+++ Dataset
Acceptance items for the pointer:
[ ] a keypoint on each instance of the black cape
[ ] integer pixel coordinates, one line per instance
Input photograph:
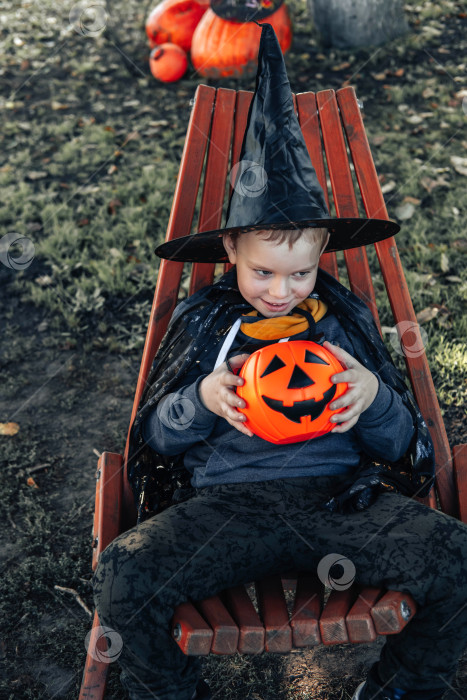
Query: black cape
(201, 322)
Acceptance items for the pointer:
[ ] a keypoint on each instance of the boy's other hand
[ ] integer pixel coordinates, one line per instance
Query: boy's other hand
(218, 394)
(362, 389)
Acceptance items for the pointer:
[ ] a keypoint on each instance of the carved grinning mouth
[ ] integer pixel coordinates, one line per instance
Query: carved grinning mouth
(310, 407)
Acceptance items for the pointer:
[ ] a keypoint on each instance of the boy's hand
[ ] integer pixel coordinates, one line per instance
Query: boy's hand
(363, 387)
(218, 395)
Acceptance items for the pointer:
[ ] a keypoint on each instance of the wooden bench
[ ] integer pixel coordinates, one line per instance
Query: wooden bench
(256, 617)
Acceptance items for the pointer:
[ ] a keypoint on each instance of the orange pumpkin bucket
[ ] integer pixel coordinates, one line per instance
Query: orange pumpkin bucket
(288, 390)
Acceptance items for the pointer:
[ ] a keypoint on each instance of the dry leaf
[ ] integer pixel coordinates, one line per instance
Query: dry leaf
(113, 205)
(9, 428)
(427, 314)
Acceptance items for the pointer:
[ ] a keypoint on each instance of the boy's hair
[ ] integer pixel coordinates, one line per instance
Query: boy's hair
(290, 236)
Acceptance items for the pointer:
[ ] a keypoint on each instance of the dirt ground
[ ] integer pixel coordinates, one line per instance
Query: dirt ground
(69, 371)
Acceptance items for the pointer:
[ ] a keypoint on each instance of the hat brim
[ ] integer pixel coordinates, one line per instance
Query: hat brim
(344, 234)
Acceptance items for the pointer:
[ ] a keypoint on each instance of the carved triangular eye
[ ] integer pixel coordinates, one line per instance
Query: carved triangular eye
(315, 359)
(299, 379)
(275, 364)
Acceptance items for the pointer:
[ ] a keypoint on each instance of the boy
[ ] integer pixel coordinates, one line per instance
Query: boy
(260, 508)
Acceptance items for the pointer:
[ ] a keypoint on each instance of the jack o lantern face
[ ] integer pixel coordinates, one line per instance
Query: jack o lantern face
(288, 389)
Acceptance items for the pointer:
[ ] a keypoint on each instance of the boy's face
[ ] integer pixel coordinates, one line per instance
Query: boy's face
(272, 277)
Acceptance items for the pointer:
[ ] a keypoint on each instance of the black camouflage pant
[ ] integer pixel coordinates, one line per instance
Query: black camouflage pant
(236, 533)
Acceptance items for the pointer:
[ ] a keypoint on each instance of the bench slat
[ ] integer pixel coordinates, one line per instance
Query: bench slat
(399, 298)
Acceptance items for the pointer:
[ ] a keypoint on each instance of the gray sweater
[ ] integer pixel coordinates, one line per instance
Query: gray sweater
(217, 453)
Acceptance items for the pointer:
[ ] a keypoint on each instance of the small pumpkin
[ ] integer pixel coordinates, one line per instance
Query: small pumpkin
(174, 21)
(221, 48)
(288, 389)
(168, 62)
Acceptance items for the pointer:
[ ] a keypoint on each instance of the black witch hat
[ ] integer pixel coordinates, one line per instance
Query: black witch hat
(275, 184)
++++++
Task to carry out
Leave out the pictures and output the rest of the records exactly.

Result of this task
Acceptance items for the pointer:
[ ] a keypoint on each instance of the black cape
[ ] integer pixel coordinates, one line per instance
Input photograph:
Query: black cape
(201, 322)
Acceptance items for the pointer:
[ ] a keypoint on each instance of the boy's other hand
[ ] integer pixel coordinates, one line per instance
Query: boy's other hand
(218, 394)
(362, 389)
Acceptance items for the pointer:
[ ] a keypoint on each instance of the carved grinning mouth
[ ] integer pixel coordinates, one line per instance
Query: carved grinning mouth
(310, 407)
Acceptance items for the pointer:
[ ] a keypoint on each instance of the boy's hand
[ ] integer pixel coordinates, one line per instance
Query: boy's hand
(363, 387)
(218, 395)
Acceptance items for the pointer:
[ ] a keypoint on each instance of the wooden bench
[ ] integer pixel coordinates, one line per instance
Query: wooden bench
(256, 617)
Acceptance items for the pointer:
[ ] a keypoint on each instance of the orange pumpkin bucket
[ ] integer pixel coordinates, one line per instance
Query: orange pumpkin bucket
(288, 390)
Acceptance items for the pointer:
[ ] a keypoint on each instance of the dry leaf
[ ] integer pixel coordinates, one line per instance
Query: dry leaf
(113, 205)
(9, 428)
(427, 314)
Acceptance items for the pointer:
[ ] a keypoint on each instance of the boy's hair
[ ] integer pixel coordinates, one line per instance
Query: boy's hair
(290, 236)
Acceptance items for the pointer:
[ ] a keypoint on each instance of the dirt ground
[ ] integer pixel coordinates, one line per instance
Query: dirt ground
(69, 371)
Acceptance items for the pointer:
[ ] a keypoint on each instance of the hat brim
[ ] integer pixel coordinates, one line per instance
Query: hat brim
(344, 234)
Acceptance items for the pointer:
[ ] a keypoint on each instance of the carved triangular eye
[ ] integer pixel coordinates, one line per instance
Query: carved triangular eye
(315, 359)
(299, 379)
(275, 364)
Acceptance items for the pointer:
[ ] a keypoint on each instance of the boy
[ ] integer pixel coordinates, one line per instance
Query: boy
(260, 508)
Acceptance items for the pointer:
[ ] a keypoint on each instance of the jack o lantern face
[ ] integer pixel coordinates, one line per instance
Query: jack o lantern face
(288, 389)
Acceptance items for the pointer:
[ ] a keypoint on each instance of the boy's face
[ ] integer pixel coordinates, one line per instance
Query: boy's face
(272, 277)
Acceptance items for the pointer:
[ ] a keypoint on each instance of the black camouflage pant
[ ] integer pixel coordinates, one line per instance
Query: black camouflage pant
(236, 533)
Acceptance items for the pointer:
[ ] a keypoint on each instance of the bench slat
[ ] integer pixel coordinates, one line per instance
Query: bench slat
(399, 298)
Acceptance items for the pointer:
[ ] a keypoint on each instance of the gray sweater
[ ] integer pixel coordinates, one line per instance
Query: gray sweater
(217, 453)
Acceptance items for the pointer:
[ ] a keypoint on each instance of the small pumpkin
[ ] integer pixel coordinates, one line per instance
Query: small pumpkin
(174, 21)
(221, 48)
(288, 389)
(168, 62)
Acceptance items for the pointer:
[ ] a keypoint on each instance of the black witch hat
[ ] integer pixel coordinates, one line per instance
Query: black witch hat
(275, 184)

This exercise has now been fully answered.